**TASK LIST**
**a)** Decide whether each statement below agrees with the text on retro sneakers, answering yes or no and quoting the words of the text that settle it: (i) Nike's collaborations with Dior, Louis Vuitton and Tiffany centered on the Jordan 1 and Air Force 1; (ii) hip-hop was born at a party in Brooklyn; (iii) Marx's book argues that the pursuit of status drives cultural trends.
**b)** Write the next few sentences of the text on retro sneakers, starting right after its final sentence.

**DOCUMENT TEXT**

* * *

Beyond supply-chain issues, Powell also linked the trend to pop culture’s wider fixation on rehashing old ideas, citing the Barbie and Tetris movies as well as TV-show reboots. For the entertainment industry, the strategy has paid off. The highest-grossing movies of the past decade have largely been sequels and remakes based on ideas first dreamed up years ago.
“They’re a victim of their own success,” Gibbs agreed, offering Star Wars as an example. “I would argue the sneaker market is that too.”
Refreshing the past doesn’t guarantee sales, but it’s often less risky than trying something entirely new. Sneakers — and streetwear — made piles of money by pushing what Gibbs called “the canon,” including retro basketball shoes and items like logo hoodies.
Many of these items were central to the aesthetic codes hip-hop created as it grew from a niche music genre born 50 years ago at a party in the Bronx to the most popular in the US and consumed globally. Along the way hip-hop blended with surf and skate culture, which embraced Dunks and other retros, to form the foundations of streetwear, a style that has itself reshaped fashion.
Certain heritage products became iconic, and for brands and retailers, the safe bet. It’s telling that Nike’s collaborations with Dior, Louis Vuitton and Tiffany have centred on the Jordan 1 and Air Force 1, while Gucci and Adidas have teamed on Gazelles.
A push from brands is only half the equation; somebody has to want their stuff.
“I do think there’s consumer demand for it,” said W. David Marx, author of the book “Status and Culture,” which argues that the pursuit of status drives cultural trends.
One of the final sections of Marx’s book deals with the internet age and the “retromania” identified by authors such as Simon Reynolds. In this view, the unprecedented access to products and information today, particularly following the spread of the internet, disrupted the established trend cycle and made it harder for contemporary inventions to develop the same cultural significance and cachet.
“There’s just too much new stuff, and because there’s so much, nothing takes on really clear meanings,” Marx said.
Historical value becomes more important for communicating identity, pushing consumers toward retro styles with strong cultural associations. The theory may help to explain Gen-Z’s love of 1990s and Y2K clothing, or the present popularity of the archetypal Dr. Martens boots and Birkenstock sandals.
It is possible for new designs to catch on; it’s just harder for them to develop the same status value. New styles can also be riskier to wear, because they might be seen as a fad. Yeezys were at least able to piggyback on the status of Kanye West (now Ye).
Faced with endless options, many shoppers, like sneaker companies, will go the conservative route and opt for retros, which tend to be simple designs that are easy to wear. Brands’ sneaker innovations, meanwhile, often focus on athletic performance, where they’ve historically tried to differentiate themselves. But the average consumer today is more likely to wear sneakers to run an errand than a marathon.

* * *

Coordinate annotation entries
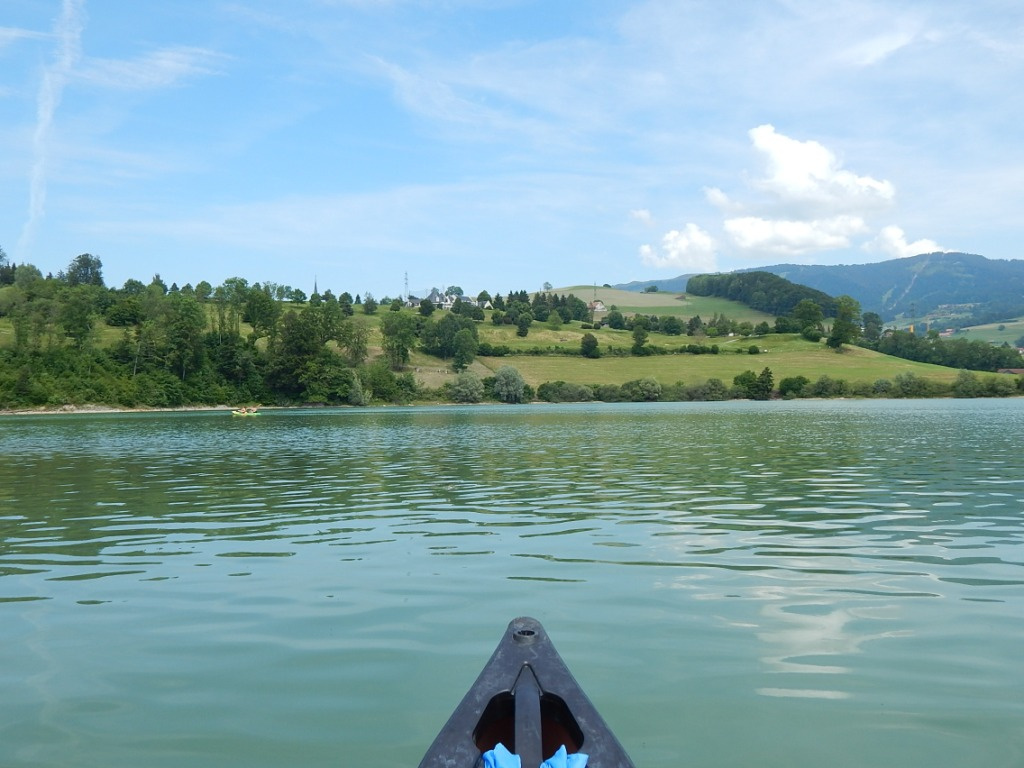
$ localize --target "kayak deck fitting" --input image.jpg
[420,616,635,768]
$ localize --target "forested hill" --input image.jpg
[618,253,1024,323]
[686,271,837,317]
[745,253,1024,319]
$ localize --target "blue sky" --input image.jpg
[0,0,1024,298]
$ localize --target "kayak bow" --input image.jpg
[420,616,635,768]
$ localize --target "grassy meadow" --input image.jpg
[0,286,1007,403]
[477,332,957,386]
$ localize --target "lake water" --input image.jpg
[0,399,1024,768]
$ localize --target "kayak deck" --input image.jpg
[420,616,635,768]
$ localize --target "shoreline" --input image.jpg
[0,404,237,416]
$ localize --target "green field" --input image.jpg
[552,286,775,325]
[477,334,957,386]
[0,299,1007,399]
[956,317,1024,346]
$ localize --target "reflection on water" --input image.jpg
[0,401,1024,766]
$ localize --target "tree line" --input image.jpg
[0,250,1021,408]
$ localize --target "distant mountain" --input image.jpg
[611,274,693,293]
[616,253,1024,319]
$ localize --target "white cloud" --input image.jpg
[864,225,946,259]
[750,125,896,214]
[76,46,221,90]
[640,223,717,272]
[724,216,866,256]
[15,0,85,259]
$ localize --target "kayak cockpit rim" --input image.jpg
[420,616,635,768]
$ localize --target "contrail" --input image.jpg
[15,0,85,260]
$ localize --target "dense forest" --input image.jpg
[686,271,838,317]
[0,251,1024,409]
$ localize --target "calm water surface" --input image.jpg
[0,399,1024,768]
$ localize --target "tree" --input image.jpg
[825,296,860,351]
[452,371,483,402]
[453,328,477,371]
[338,317,370,368]
[57,253,103,288]
[495,366,526,402]
[632,324,648,354]
[862,312,884,344]
[59,283,95,349]
[792,299,825,331]
[732,368,774,400]
[381,312,416,371]
[245,285,281,344]
[164,293,206,381]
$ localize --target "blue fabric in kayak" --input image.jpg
[541,744,587,768]
[483,743,522,768]
[483,743,587,768]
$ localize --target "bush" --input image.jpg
[450,371,483,402]
[537,381,594,402]
[620,376,662,402]
[778,376,811,399]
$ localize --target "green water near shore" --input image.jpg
[0,400,1024,768]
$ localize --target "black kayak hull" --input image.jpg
[420,616,635,768]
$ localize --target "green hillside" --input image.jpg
[553,286,775,325]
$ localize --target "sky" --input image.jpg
[0,0,1024,298]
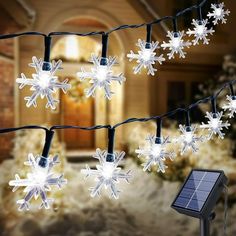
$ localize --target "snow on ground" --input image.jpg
[0,159,236,236]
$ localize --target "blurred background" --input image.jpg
[0,0,236,236]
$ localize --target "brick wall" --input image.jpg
[0,40,15,162]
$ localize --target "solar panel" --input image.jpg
[172,170,227,217]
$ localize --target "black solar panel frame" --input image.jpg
[171,169,227,218]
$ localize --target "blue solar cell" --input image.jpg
[171,171,220,211]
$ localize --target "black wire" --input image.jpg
[0,0,208,39]
[0,79,236,133]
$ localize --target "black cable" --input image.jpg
[0,0,208,39]
[0,79,236,133]
[101,34,108,60]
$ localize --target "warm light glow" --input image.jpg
[38,70,51,89]
[65,35,79,60]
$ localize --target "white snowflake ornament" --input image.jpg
[9,153,67,211]
[161,31,192,59]
[16,57,71,109]
[135,135,176,173]
[127,39,165,75]
[207,2,230,25]
[200,112,230,140]
[177,125,204,155]
[223,95,236,118]
[81,149,131,199]
[77,55,125,99]
[187,19,215,45]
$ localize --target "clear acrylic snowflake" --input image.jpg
[177,125,204,155]
[81,149,131,199]
[187,19,215,45]
[200,112,230,139]
[161,31,191,59]
[9,153,67,211]
[127,39,165,75]
[135,135,176,173]
[207,2,230,25]
[77,55,125,99]
[223,95,236,118]
[16,57,71,109]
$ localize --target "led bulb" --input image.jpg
[223,95,236,118]
[185,131,193,143]
[102,162,115,180]
[38,70,51,89]
[81,149,131,199]
[215,8,222,17]
[97,65,108,82]
[135,135,175,173]
[207,2,230,25]
[9,154,67,211]
[151,144,161,156]
[172,36,180,49]
[142,48,152,62]
[197,25,205,35]
[161,31,191,59]
[16,57,71,109]
[200,112,230,139]
[77,54,125,99]
[187,19,215,45]
[176,125,204,155]
[127,39,165,75]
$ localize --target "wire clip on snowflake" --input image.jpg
[187,19,215,45]
[77,55,125,99]
[9,154,67,211]
[200,112,230,140]
[177,125,204,155]
[127,39,165,75]
[223,95,236,118]
[135,135,176,173]
[81,149,131,199]
[16,57,71,109]
[161,31,192,59]
[207,2,230,25]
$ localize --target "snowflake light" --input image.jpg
[207,2,230,25]
[177,125,203,155]
[223,95,236,118]
[16,57,71,109]
[187,19,215,45]
[161,31,191,59]
[135,135,175,173]
[81,149,131,199]
[127,39,165,75]
[77,55,125,99]
[200,112,230,139]
[9,154,67,211]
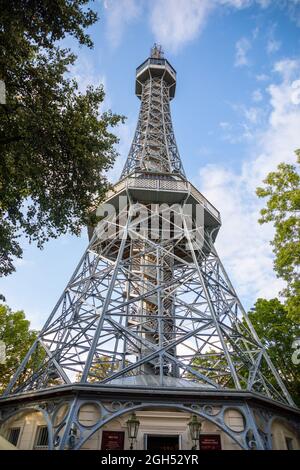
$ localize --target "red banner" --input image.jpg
[101,431,124,450]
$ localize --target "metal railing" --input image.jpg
[107,177,221,221]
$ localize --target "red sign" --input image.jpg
[101,431,124,450]
[199,434,222,450]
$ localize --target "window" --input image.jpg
[285,437,294,450]
[34,426,48,449]
[8,428,21,446]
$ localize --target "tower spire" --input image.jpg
[0,46,296,449]
[121,48,185,178]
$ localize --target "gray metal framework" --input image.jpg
[121,48,185,178]
[0,46,294,448]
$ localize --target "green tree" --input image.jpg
[256,150,300,322]
[0,0,123,275]
[0,305,42,394]
[249,299,300,405]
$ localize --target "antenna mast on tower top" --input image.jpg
[150,42,164,59]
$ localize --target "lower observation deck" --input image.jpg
[105,173,221,228]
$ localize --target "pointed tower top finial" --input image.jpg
[150,43,164,59]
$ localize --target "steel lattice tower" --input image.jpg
[0,46,294,448]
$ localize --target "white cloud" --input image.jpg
[234,38,251,67]
[267,38,281,54]
[150,0,214,50]
[102,0,276,51]
[255,73,270,82]
[252,89,263,103]
[199,59,300,303]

* * *

**ANSWERS GIVEN**
**a)**
(i) Yes: "Nike’s collaborations with Dior, Louis Vuitton and Tiffany have centred on the Jordan 1 and Air Force 1"
(ii) No: "born 50 years ago at a party in the Bronx"
(iii) Yes: "which argues that the pursuit of status drives cultural trends"

**b)**
Shoppers won’t necessarily buy the same vintage styles and wear them exactly as their parents — or grandparents — did. Brands stoke demand by manipulating supply while putting out new colourways, collaborating with young designers and tweaking details to put new spins on old standbys. New Balance continues issuing updated versions of the 990 sneaker it first debuted in 1982. Union’s recent collaboration with Nike and Bephe’s Beauty Supply took the Jordan 1 into uncharted territory by adding in the woven detailing of the Air Footscape.
Union LA x Bephe's Beauty Supply x Air Jordan 1. (Union Los Angeles)
Consumers, meanwhile, have their own ways of reviving the classics. Young shoppers, for example, are customising their Sambas by swapping laces for ribbons, said Willa Bennett, editor-in-chief of Highsnobiety.
“It’s this really interesting tension of them wanting to go back to the classics … things that previous generations have championed, but then also making it their own and taking it into this new zeitgeist,” Bennett said.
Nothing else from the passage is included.